◆ Page excerpt ◆
-- Begin --
Re: Handling schema change in blocking operators

Posted by Boaz Ben-Zvi <bo...@apache.org>.

  Hi Paul,

(_a_)  Having a "schema file" sounds like contradiction to calling Drill 
"schema free"; maybe we could "sweep it under the mat" by creating a new 
convention for scanners, such that if a scanner has multiple files to 
read (e.g. f1.csv, f2,csv, ...), then is there's some file named 
"MeFirst.csv", it would always be read first !! (With some option to 
skip some of the rows there, like "MeFirst0.csv" means skip all the rows).

(_b_) If the schema (hint) is kept somewhere, could it be updated 
automatically by the executing query ? If so, running again a query that 
failed with "schema change" my succeed second time. If there is an issue 
with permissions, maybe each user can keep such cache in its ~/.drill ...

(_c_) Indeed we can't have a general "schema change" solution; however 
we can focus on the low hanging fruit, namely "schema evolution". In 
many cases, the change in the schema is "natural", and we could easily 
adopt the blocking operator. Cases like:

    * Column added

    * Fields added in a Json

    * Numeric "enlargement", like INT --> BIGINT, or INT --> DECIMAL, etc.

    * Non-Nullable to Nullable.

Further ideas:

- A blocking operator has a notion of the current schema; once the 
schema "evolves", it  can either "pause and convert all the old ones", 
or work lazily -- just track the old ones, and make changes as needed 
(e.g., work with two sets of generated code, as needed).

- As these changes are rare, we could restrict to handling only "one 
active change at a time"

- Memory management could be an issue (with "pause and convert"), but 
may be simple if the computation starts using the newer bigger batch 
size (for "lazy").
-- End --
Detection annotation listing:
-- Begin --
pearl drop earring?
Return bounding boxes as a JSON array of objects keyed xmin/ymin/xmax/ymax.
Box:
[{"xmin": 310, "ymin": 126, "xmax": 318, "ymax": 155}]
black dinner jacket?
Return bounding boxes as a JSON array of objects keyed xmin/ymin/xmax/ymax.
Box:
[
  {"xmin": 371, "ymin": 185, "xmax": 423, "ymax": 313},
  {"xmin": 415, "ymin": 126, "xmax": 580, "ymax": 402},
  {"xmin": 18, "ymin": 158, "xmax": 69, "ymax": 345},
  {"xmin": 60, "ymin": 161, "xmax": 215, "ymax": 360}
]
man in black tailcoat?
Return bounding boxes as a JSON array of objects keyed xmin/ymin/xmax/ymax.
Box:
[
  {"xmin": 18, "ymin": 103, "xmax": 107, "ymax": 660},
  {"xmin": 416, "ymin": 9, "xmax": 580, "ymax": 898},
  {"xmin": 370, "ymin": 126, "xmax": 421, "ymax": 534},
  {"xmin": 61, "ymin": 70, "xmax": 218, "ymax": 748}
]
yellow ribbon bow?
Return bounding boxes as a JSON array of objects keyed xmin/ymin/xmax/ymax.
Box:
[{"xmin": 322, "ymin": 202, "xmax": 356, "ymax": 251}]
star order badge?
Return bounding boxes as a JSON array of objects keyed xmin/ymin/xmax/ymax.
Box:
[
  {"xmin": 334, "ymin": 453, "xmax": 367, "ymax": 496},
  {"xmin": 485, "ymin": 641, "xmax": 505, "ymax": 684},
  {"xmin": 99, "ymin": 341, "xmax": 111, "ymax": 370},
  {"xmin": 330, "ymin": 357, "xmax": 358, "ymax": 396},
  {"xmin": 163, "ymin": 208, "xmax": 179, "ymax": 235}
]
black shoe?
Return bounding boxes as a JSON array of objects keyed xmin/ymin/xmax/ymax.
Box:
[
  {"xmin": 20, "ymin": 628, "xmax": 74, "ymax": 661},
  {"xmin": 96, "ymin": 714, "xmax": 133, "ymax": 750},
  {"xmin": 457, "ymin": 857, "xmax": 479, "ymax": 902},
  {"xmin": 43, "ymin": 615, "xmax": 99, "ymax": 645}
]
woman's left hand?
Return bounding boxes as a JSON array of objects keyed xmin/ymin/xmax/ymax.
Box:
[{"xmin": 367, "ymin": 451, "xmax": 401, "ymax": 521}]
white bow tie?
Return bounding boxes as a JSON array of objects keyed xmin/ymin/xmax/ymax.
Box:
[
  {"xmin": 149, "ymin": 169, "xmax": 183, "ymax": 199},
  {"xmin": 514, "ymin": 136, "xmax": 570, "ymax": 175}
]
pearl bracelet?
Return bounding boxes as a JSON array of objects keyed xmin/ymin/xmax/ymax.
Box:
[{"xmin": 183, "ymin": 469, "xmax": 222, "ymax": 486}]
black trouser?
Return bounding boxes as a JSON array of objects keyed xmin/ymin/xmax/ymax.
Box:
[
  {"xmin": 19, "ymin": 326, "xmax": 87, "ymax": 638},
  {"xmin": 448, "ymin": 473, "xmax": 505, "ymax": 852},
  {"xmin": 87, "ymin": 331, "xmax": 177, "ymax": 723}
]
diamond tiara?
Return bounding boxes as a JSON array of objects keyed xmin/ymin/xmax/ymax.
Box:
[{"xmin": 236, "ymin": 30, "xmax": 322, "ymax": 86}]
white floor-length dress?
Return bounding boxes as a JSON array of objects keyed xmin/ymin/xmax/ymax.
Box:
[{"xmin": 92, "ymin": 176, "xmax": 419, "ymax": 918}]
-- End --
◆ Problems and tasks ◆
1. In the schema-change post, which file would a scanner always read first under the proposed convention?
2. Using the schema-change post, explain why a blocking operator could be limited to handling only one active schema change at a time.
3. Translate this sentence from the schema-change post into Spanish: "In many cases, the change in the schema is "natural", and we could easily adopt the blocking operator."

◆ Solutions per task ◆
1. A file named "MeFirst.csv"

2. The post says these changes are rare, so restricting the operator to one active change at a time would be enough.

3. En muchos casos, el cambio en el esquema es "natural", y podríamos adoptar fácilmente el operador de bloqueo.